Dataset rows
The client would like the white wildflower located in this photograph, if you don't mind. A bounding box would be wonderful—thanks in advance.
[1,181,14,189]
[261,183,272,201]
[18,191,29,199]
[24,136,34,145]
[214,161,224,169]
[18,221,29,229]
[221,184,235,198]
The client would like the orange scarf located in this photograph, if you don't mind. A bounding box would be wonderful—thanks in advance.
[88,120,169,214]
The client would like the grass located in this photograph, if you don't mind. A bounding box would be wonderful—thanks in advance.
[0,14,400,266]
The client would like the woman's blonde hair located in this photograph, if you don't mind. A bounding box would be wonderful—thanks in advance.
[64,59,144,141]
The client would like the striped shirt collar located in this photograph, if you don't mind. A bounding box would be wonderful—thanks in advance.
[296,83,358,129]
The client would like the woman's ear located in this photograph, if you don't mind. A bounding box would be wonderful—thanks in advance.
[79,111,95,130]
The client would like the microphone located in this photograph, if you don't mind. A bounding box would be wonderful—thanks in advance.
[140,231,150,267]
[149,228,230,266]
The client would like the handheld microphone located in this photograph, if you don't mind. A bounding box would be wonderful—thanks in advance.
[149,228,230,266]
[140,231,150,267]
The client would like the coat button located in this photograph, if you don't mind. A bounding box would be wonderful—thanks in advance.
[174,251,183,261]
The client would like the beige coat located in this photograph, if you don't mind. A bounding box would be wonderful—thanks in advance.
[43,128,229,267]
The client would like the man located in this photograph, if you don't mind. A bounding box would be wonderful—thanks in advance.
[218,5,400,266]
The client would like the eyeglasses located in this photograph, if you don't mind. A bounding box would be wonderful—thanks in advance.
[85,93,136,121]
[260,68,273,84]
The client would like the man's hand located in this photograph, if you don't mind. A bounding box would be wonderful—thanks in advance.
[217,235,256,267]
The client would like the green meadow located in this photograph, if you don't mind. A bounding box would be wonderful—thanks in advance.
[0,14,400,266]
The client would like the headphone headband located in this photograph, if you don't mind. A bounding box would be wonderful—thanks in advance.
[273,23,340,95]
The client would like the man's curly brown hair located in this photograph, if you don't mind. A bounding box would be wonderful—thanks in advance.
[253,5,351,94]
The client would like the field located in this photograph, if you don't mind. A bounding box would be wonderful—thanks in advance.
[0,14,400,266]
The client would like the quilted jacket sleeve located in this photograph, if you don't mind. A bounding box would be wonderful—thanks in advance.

JOB: Please rewrite the records above with each "The client" replaced by "The customer", keeping everything else the same.

SOLUTION TO THIS EXERCISE:
The customer would like the white wildflower located in this photograph, if you don't mind. A bounding box would be wonderful—thanks in advance.
[1,181,14,189]
[261,183,272,201]
[18,191,29,199]
[24,136,34,145]
[214,161,224,169]
[18,221,29,229]
[221,184,235,198]
The customer would like the orange scarf located in this photograph, if you don't mind. A bounding box would be wonderful—thanks in advance.
[88,120,169,214]
The customer would like the grass located in this photograph, if you don't mind. A bounding box would be wonderful—thanks in advance.
[0,14,400,266]
The customer would like the woman's blonde hair located in this photograph, if you don't mind. A bounding box would be wonderful—thanks in advance.
[64,59,144,141]
The customer would like the striped shirt collar located in this photograph, if you don't mind. A bounding box would be wonderful—thanks in advance.
[296,83,358,129]
The customer would like the woman's ear located in this photograph, if you don't mind. A bounding box would be wonderful—thanks in advance.
[79,111,95,130]
The customer would like the microphone located in this photograph, if you don't mind. A bounding box would be wonderful—thanks in advance.
[140,231,150,267]
[149,228,230,266]
The customer would like the handheld microphone located in this photograph, if you don't mind. A bounding box would be wonderful—thanks in advance.
[149,228,230,266]
[140,231,150,267]
The customer would like the coat button located in this photograph, if you don't mind. A bounding box would be wonderful—thanks in advance.
[174,251,183,261]
The customer would like the beige coat located in this photograph, if you don't mind. A bounding box would be wonderful—thanks in advance.
[43,128,229,267]
The customer would like the man located in this photograph, if you don't mind. A bounding box would be wonderful—thanks in advance.
[218,5,400,266]
The customer would like the eyeglasses located in this photograph, if you don't mind. A bounding box would be wonderful—thanks in advance.
[85,93,136,121]
[260,68,273,84]
The customer would like the man's hand located in this photograph, if you don't mind. A bounding box would be wonderful—thanks in advance.
[217,235,256,267]
The customer would like the green meadow located in this photograph, if you don't mind. A bounding box would be wonderful—thanks in advance.
[0,14,400,266]
The customer would like the headphone headband located in this photograph, if you don't mind. A bounding box would be wonderful—thanks in advance.
[273,23,340,95]
The customer would like the man's curly brown hair located in this photograph, if you don't mind. A bounding box would be wonderful—thanks in advance.
[253,5,351,94]
The customer would like the field located in this photograph, if you don't mind. A bounding box would be wonderful—thanks in advance.
[0,14,400,266]
The customer would like the quilted jacket sleeve located in this photograph, if you don't mind. A bounding box would be wonderful—thanks in advance.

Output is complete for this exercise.